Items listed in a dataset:
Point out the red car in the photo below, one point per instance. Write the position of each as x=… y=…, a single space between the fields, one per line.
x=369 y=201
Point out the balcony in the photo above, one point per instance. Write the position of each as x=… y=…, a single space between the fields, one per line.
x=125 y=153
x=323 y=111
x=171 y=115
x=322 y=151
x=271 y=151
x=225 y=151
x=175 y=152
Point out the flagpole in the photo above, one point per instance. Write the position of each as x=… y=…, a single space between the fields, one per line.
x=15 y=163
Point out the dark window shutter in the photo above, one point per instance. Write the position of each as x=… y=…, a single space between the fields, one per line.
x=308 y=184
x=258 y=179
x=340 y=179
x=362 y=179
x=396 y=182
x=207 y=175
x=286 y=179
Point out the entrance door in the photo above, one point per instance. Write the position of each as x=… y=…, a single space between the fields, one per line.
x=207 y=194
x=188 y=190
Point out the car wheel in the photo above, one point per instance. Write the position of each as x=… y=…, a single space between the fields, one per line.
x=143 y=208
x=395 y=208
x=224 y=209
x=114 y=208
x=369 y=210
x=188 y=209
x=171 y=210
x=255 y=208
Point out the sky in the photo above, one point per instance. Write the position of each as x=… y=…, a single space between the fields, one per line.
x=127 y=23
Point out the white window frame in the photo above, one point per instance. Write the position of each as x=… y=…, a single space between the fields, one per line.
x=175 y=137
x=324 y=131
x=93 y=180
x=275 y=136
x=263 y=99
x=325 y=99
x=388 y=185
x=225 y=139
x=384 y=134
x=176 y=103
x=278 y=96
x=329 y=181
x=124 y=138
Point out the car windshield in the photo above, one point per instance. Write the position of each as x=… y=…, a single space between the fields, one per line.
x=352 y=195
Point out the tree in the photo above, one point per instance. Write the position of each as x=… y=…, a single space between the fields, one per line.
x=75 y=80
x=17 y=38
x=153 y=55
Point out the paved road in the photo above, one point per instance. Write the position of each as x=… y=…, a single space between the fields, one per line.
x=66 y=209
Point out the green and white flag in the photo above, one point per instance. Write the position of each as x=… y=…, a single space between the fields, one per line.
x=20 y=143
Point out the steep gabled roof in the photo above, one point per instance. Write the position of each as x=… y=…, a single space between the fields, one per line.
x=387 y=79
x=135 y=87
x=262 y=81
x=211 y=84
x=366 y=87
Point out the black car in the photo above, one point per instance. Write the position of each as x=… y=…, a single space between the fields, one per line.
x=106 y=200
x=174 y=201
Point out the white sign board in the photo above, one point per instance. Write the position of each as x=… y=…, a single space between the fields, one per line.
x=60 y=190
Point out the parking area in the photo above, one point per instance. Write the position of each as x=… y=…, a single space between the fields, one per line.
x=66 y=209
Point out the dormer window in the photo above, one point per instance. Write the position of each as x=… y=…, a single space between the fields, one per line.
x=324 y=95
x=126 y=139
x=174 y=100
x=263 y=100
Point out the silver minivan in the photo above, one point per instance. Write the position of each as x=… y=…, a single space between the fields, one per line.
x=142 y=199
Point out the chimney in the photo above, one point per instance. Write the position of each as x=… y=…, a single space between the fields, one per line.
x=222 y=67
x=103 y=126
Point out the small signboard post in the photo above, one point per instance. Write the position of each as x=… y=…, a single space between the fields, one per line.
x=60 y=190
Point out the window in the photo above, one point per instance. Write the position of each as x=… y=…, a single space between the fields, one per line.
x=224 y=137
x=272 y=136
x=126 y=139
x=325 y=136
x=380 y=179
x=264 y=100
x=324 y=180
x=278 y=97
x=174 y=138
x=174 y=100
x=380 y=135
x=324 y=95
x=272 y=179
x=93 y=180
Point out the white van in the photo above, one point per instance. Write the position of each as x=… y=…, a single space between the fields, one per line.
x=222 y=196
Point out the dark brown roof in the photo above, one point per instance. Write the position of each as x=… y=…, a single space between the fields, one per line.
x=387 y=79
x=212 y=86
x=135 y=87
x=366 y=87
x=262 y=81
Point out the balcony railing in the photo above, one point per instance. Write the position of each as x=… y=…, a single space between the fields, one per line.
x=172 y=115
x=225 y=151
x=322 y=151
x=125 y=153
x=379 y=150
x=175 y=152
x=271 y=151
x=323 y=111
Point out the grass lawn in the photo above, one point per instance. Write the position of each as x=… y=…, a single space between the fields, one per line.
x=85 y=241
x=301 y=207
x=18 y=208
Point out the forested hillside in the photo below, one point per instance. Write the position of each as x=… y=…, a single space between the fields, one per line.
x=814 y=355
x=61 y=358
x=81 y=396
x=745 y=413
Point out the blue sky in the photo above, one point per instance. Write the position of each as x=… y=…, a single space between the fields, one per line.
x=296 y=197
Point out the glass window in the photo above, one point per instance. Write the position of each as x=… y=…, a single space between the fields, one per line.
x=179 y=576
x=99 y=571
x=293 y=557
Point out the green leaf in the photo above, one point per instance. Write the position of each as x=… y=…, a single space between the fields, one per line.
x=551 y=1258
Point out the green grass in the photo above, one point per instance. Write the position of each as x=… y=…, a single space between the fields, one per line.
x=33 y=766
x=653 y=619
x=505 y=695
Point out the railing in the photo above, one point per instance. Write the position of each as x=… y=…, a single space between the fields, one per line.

• [Task statement]
Transcribe all entries exactly as they appear above.

• [Written reply]
Point out the red car in the photo below, one point per instance. Write the position of each as x=… y=…, a single space between the fields, one per line.
x=369 y=201
Point out the balcony in the photo above, one point per instance. Write the position of each as x=… y=…, a single space between the fields, one per line.
x=125 y=153
x=323 y=111
x=171 y=115
x=322 y=151
x=271 y=151
x=225 y=151
x=175 y=152
Point out the flagpole in the photo above, one point per instance. Write the position of each as x=… y=…, a single space between the fields, one per line.
x=15 y=163
Point out the dark window shutter in the photo above, one point per instance. Write the position of each as x=… y=…, a single space between the fields, one per line.
x=308 y=184
x=258 y=179
x=340 y=179
x=362 y=179
x=396 y=182
x=207 y=175
x=286 y=179
Point out the entrance door in the photo above, one point per instance. Write the position of each as x=… y=…, a single space between the fields, one per line.
x=207 y=194
x=188 y=190
Point out the car wheel in the photo above, one point per instance. Write the position of each as x=… y=…, a single space between the fields, one per line.
x=143 y=208
x=395 y=208
x=224 y=209
x=114 y=208
x=369 y=210
x=188 y=209
x=171 y=210
x=255 y=208
Point out the sky in the photo above, one point per instance. Write the position of each as x=… y=…, a single space between the fields, one per line.
x=127 y=23
Point out the white window frame in the photo above, one point per instance. Write the position of each as x=… y=…, a single space between the fields, one per line.
x=175 y=137
x=324 y=131
x=93 y=180
x=275 y=136
x=263 y=99
x=325 y=99
x=388 y=185
x=225 y=139
x=384 y=134
x=176 y=103
x=278 y=96
x=329 y=181
x=124 y=138
Point out the car windshield in the photo above, one point per instance. Write the position of each as x=… y=…, a single space between the fields, one per line.
x=352 y=195
Point out the tree in the photo above, one point per instance. Write the position of each as x=… y=…, a single space between the fields, one per line.
x=75 y=80
x=17 y=38
x=153 y=55
Point out the paved road in the photo above, one point per instance. Write the position of each as x=… y=…, a single space between the fields, one per line.
x=66 y=209
Point out the green and white flag in the photo above, one point per instance. Write the position of each as x=… y=…, a single space between the fields, one per line.
x=20 y=143
Point out the steep gabled roof in the photo above, one point per instance. Write the position of each as x=… y=…, a single space between the fields, one per line.
x=387 y=79
x=135 y=87
x=262 y=81
x=211 y=84
x=366 y=87
Point out the black car in the photo above, one point per instance. Write the position of each as x=… y=…, a single space between the fields, one per line.
x=106 y=200
x=174 y=201
Point out the white sign board in the photo above, one point per instance. Write the position of each as x=… y=…, a single space between the fields, one per line.
x=60 y=190
Point out the parking area in the photo above, one point per instance. Write the position of each as x=… y=…, a single space between the fields, one per line.
x=66 y=209
Point out the dormer window in the photo above, one point per instance. Write the position of each as x=… y=…, a single space between the fields, one per line.
x=324 y=95
x=126 y=139
x=174 y=100
x=263 y=100
Point out the silver minivan in the photo above, one point per instance. Write the position of each as x=… y=…, a single space between the fields, one per line.
x=142 y=199
Point out the chimney in the photo above, one point per instance. Write the position of each as x=… y=…, a single space between the fields, one per line.
x=222 y=67
x=103 y=126
Point out the small signboard post in the photo above, one point per instance. Write the position of each as x=… y=…, a single space between the fields, one per line.
x=60 y=190
Point out the window in the photo above, one point per instance. Write the position of each as x=… y=…, a single space between the fields, one per line.
x=224 y=137
x=272 y=136
x=126 y=139
x=325 y=136
x=380 y=179
x=264 y=100
x=324 y=180
x=278 y=97
x=174 y=138
x=174 y=100
x=380 y=135
x=324 y=95
x=272 y=179
x=93 y=180
Point out the white van in the photo above, one point per instance. Write the position of each as x=… y=…, a single space between the fields, one per line.
x=222 y=196
Point out the dark brown roof in the photo above, one point per instance. Write the position of each as x=… y=…, a single space between the fields, one per line.
x=387 y=79
x=212 y=86
x=135 y=87
x=366 y=87
x=262 y=81
Point out the balcony railing in the photo above, one point per instance. Write the position of each as x=… y=…, a single space between the fields, one per line.
x=172 y=115
x=225 y=151
x=322 y=151
x=125 y=153
x=379 y=150
x=175 y=152
x=271 y=151
x=323 y=111
Point out the grass lawn in the photo above, one point per instance. Write the position of each as x=… y=…, a single space between the fields, one per line.
x=85 y=241
x=301 y=207
x=18 y=208
Point out the forested hillside in the photo below, one point per instance. Write the position of each as x=… y=…, a single space between the fields, one per line.
x=814 y=355
x=61 y=358
x=81 y=396
x=745 y=413
Point out the blue sky in the photo above, one point per instance. Write the position of each as x=… y=…, a single space between the fields, one per line.
x=296 y=197
Point out the glass window in the photo above, one point per instance. Write the position of each as x=… y=…, a single space between the fields, one per line.
x=179 y=576
x=99 y=571
x=293 y=557
Point out the green leaf in the photo above, one point per instance. Write the position of each as x=… y=…, a single space between the fields, one per line.
x=551 y=1258
Point out the green grass in the photo above, one point per instance. Write the position of each as x=… y=…, a single space between the fields, one per line.
x=33 y=766
x=653 y=619
x=505 y=695
Point out the railing in the photo above, one point per instance. Write the position of each as x=… y=…, a single space between the fields, one per line.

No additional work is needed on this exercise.